## Start Input

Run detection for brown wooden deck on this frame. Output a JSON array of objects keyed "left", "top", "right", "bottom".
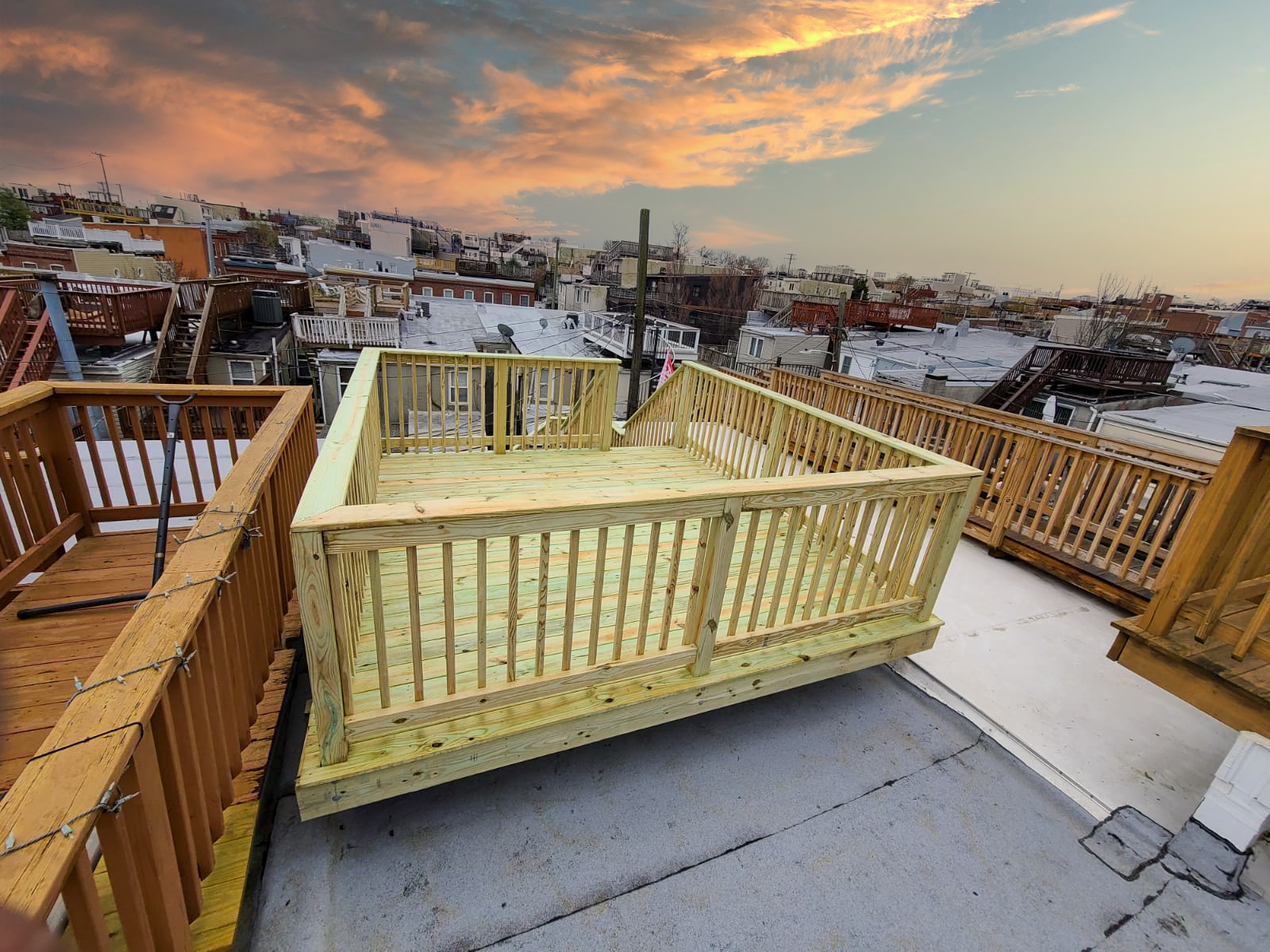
[
  {"left": 292, "top": 351, "right": 979, "bottom": 817},
  {"left": 0, "top": 532, "right": 176, "bottom": 795}
]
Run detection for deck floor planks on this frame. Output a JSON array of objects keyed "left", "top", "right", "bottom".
[{"left": 0, "top": 531, "right": 175, "bottom": 793}]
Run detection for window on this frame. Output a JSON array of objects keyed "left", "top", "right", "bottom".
[
  {"left": 230, "top": 360, "right": 255, "bottom": 393},
  {"left": 446, "top": 368, "right": 470, "bottom": 406},
  {"left": 335, "top": 364, "right": 356, "bottom": 400},
  {"left": 538, "top": 370, "right": 555, "bottom": 400}
]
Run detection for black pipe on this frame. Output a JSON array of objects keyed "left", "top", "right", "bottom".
[{"left": 17, "top": 393, "right": 198, "bottom": 620}]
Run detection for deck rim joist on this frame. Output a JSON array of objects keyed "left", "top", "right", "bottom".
[{"left": 296, "top": 616, "right": 942, "bottom": 820}]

## End Input

### Problem
Please format every line of the dataset rows above as a Markdown table with the columns "No." and "Line", numbering each line and skipping blank lines. Leave the pictures out.

### Exercise output
| No. | Line |
|---|---|
| 1 | Run detection for brown wooden deck on this frame. Output a JSON array of objects keyed "left", "top", "right", "bottom". |
| 2 | [ |
| 3 |   {"left": 292, "top": 351, "right": 979, "bottom": 817}, |
| 4 |   {"left": 0, "top": 532, "right": 176, "bottom": 795} |
| 5 | ] |
| 6 | Run detection for deck floor planks on this frame. Output a JSON array of objects keyed "left", "top", "right", "bottom". |
| 7 | [{"left": 0, "top": 531, "right": 175, "bottom": 793}] |
| 8 | Run detection for window on this frame. Output a JSON array of objects keyed "left", "top", "right", "bottom". |
| 9 | [ |
| 10 |   {"left": 230, "top": 360, "right": 255, "bottom": 393}, |
| 11 |   {"left": 446, "top": 368, "right": 470, "bottom": 406}, |
| 12 |   {"left": 335, "top": 364, "right": 356, "bottom": 400}, |
| 13 |   {"left": 538, "top": 370, "right": 555, "bottom": 400} |
| 14 | ] |
| 15 | Run detection for black pipe on this frame. Output a JSON array of objects keyed "left", "top", "right", "bottom". |
| 16 | [{"left": 17, "top": 393, "right": 198, "bottom": 620}] |
| 17 | Run detection for deck rim joist on this frame. Output a JSON array of objects keyed "left", "top", "right", "bottom". |
| 18 | [{"left": 296, "top": 616, "right": 942, "bottom": 820}] |